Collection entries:
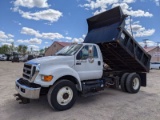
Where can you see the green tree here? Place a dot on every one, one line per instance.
(4, 49)
(19, 49)
(24, 49)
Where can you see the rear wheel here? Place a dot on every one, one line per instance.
(123, 82)
(133, 83)
(62, 95)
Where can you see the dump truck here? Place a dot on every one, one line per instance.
(109, 56)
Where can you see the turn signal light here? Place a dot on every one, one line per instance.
(47, 78)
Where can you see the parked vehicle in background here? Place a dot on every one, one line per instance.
(3, 57)
(155, 65)
(26, 58)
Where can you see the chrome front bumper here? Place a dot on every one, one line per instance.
(27, 91)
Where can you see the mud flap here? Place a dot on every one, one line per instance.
(21, 99)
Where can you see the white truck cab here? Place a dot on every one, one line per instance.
(77, 62)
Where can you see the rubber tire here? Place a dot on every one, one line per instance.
(129, 83)
(123, 82)
(52, 95)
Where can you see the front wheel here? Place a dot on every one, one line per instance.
(62, 95)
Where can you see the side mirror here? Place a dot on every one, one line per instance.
(90, 52)
(79, 55)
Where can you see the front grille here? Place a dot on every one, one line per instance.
(28, 71)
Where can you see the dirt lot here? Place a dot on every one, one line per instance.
(108, 105)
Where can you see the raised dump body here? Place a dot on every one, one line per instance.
(119, 49)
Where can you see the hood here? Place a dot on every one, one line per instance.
(53, 60)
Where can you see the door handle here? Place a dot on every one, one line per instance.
(99, 63)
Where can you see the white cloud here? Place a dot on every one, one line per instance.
(6, 38)
(139, 30)
(51, 36)
(8, 44)
(3, 35)
(128, 1)
(77, 40)
(157, 2)
(68, 38)
(10, 35)
(101, 6)
(30, 41)
(50, 15)
(10, 40)
(31, 3)
(30, 31)
(33, 47)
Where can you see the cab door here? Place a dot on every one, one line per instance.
(88, 63)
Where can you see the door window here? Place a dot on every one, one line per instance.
(83, 53)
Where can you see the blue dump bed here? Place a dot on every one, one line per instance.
(119, 49)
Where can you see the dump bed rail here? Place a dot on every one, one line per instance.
(119, 49)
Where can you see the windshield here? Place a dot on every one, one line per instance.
(69, 50)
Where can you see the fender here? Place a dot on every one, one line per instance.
(57, 71)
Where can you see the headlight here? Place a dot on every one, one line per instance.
(47, 78)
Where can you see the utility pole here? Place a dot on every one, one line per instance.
(145, 43)
(158, 52)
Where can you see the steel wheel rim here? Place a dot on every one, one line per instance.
(64, 95)
(135, 83)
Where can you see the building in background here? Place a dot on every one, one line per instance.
(55, 47)
(154, 52)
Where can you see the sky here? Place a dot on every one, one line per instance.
(38, 23)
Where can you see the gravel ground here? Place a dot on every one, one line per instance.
(109, 104)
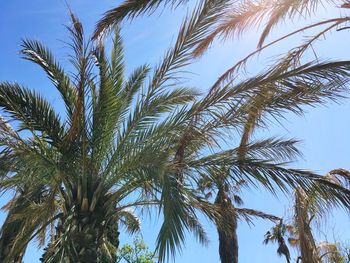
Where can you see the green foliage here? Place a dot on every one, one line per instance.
(138, 252)
(125, 143)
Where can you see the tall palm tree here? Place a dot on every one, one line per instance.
(307, 208)
(237, 16)
(124, 143)
(227, 201)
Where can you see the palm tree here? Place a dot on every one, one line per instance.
(236, 17)
(124, 143)
(307, 208)
(227, 199)
(277, 234)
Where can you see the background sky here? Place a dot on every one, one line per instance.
(324, 131)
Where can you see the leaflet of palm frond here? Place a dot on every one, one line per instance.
(342, 176)
(297, 52)
(128, 10)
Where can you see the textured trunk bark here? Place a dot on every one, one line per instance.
(11, 230)
(228, 241)
(307, 242)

• **Task directions**
Omit the pictures and reproduce the records above exactly.

• **Result below**
Where can you see the green tree here? Place a dot on every one, one line per instance.
(4, 49)
(19, 49)
(24, 49)
Where can you see the rear wheel here? Place a dot on every one, one line per instance.
(123, 82)
(133, 83)
(62, 95)
Where can you see the dump truck here? Place a dot on every one, one line per instance.
(109, 56)
Where can you see the turn signal light here? Place a dot on every one, one line per instance.
(47, 78)
Where can you see the parked vehicle in background here? Place a dot on every one, one line per instance.
(3, 57)
(155, 65)
(26, 58)
Where can you see the chrome front bumper here? Place a dot on every one, one line per instance.
(27, 91)
Where can you see the mud flap here? Place a dot on every one, one line per instance.
(21, 99)
Where can you see the white truck cab here? Place a dot on every one, one line per instance.
(77, 62)
Where can you see the rubber tire here? Place a dot on every one, one line per instance.
(129, 83)
(123, 82)
(52, 95)
Where can you see the front wheel here? Place a dot on every one, one line per instance.
(62, 95)
Where can you see the side mirror here? Place a dot on every one, one line per instance.
(90, 52)
(79, 55)
Where can you see the front grille here? Place a dot on every one, one line per instance.
(28, 71)
Where can you see the dirt lot here? Place a dot on every one, one line per instance.
(108, 105)
Where can you see the raised dump body here? Place a dot on every one, one line per instance.
(119, 49)
Where can you see the hood here? Place a dot on every one, one line per instance.
(53, 60)
Where can you see the door handle here? Place a dot on every one, one line per instance.
(99, 63)
Where can you see the white cloud here? Place a dot on every one, one line per instance.
(6, 38)
(139, 30)
(51, 36)
(8, 44)
(3, 35)
(128, 1)
(77, 40)
(157, 2)
(68, 38)
(10, 35)
(101, 6)
(30, 41)
(50, 15)
(10, 40)
(31, 3)
(30, 31)
(33, 47)
Where can you see the cab door here? Place a dot on every one, one line per instance.
(88, 63)
Where can you see the door window here? Place a dot on every one, one line per instance.
(83, 53)
Where can you see the blue dump bed here? Place a dot on every one, one line per instance.
(119, 49)
Where can you see the dump bed rail here? Place a dot on every one, one line per instance.
(119, 49)
Where can you see the windshield here? Place a dot on every one, one line per instance.
(69, 50)
Where can you see the fender here? Place a dot on every one, one line per instance.
(57, 71)
Where can you see the headlight here? Place a dot on every one, one line per instance.
(47, 78)
Where can you see the utility pole here? Place a dot on every one, one line per instance.
(145, 43)
(158, 52)
Where can you see the steel wheel rim here? Place a dot on every one, one line per instance.
(64, 95)
(135, 83)
Where can you see the building in background here? Place a dot on every one, one line per instance.
(55, 47)
(154, 52)
Where can you see the sky here? Place a dot on every one, one line per instance.
(38, 23)
Where can you see the gravel ground here? Place a dot on every one, one line per instance.
(109, 104)
Where can you see the green foliage here? Place a dot on every one, one line per instance.
(138, 252)
(125, 143)
Where can you see the tall palm tree here? Place a dot on every one, one line per instance.
(307, 208)
(237, 16)
(124, 143)
(227, 201)
Where can you see the palm tree here? Place a dot on every one, one line per instance.
(236, 17)
(124, 143)
(307, 208)
(227, 199)
(277, 234)
Where can you see the background sky here? Place a dot on every one, one line per instance.
(324, 131)
Where can you see the leaflet of palm frond here? Place a dot on every one, one line per instance.
(342, 176)
(297, 52)
(128, 10)
Where can you see the textured trunk bark here? Place a dot on every one, one line per instance.
(11, 230)
(228, 241)
(307, 242)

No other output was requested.